• [SUPPLIED ENTRIES]:
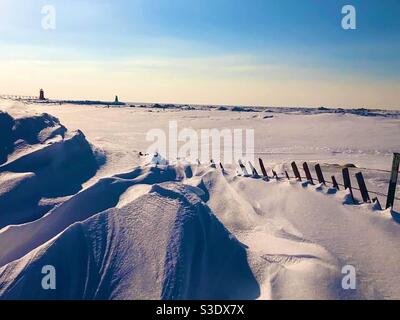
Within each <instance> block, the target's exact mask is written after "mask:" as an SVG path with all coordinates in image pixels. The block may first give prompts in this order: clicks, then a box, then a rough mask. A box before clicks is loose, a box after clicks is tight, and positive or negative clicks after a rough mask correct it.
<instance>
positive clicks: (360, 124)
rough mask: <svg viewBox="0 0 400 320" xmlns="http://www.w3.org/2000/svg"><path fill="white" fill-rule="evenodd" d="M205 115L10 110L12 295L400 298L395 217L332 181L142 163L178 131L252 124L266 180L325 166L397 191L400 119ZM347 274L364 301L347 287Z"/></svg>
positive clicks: (2, 204)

• [TASK]: Which lines of the data contain the word "positive"? Copy each one.

• [RESULT]:
Within each <instance> block, the target's exact mask is written after "mask:" as an SVG path with all coordinates in image pixels. The block may first give prompts in this order: clicks, then a box, then a rough mask. A box before clicks is loose, a box after clicks is tight, and positive or negative clicks after a rough mask correct it.
positive clicks: (360, 124)
positive clicks: (2, 204)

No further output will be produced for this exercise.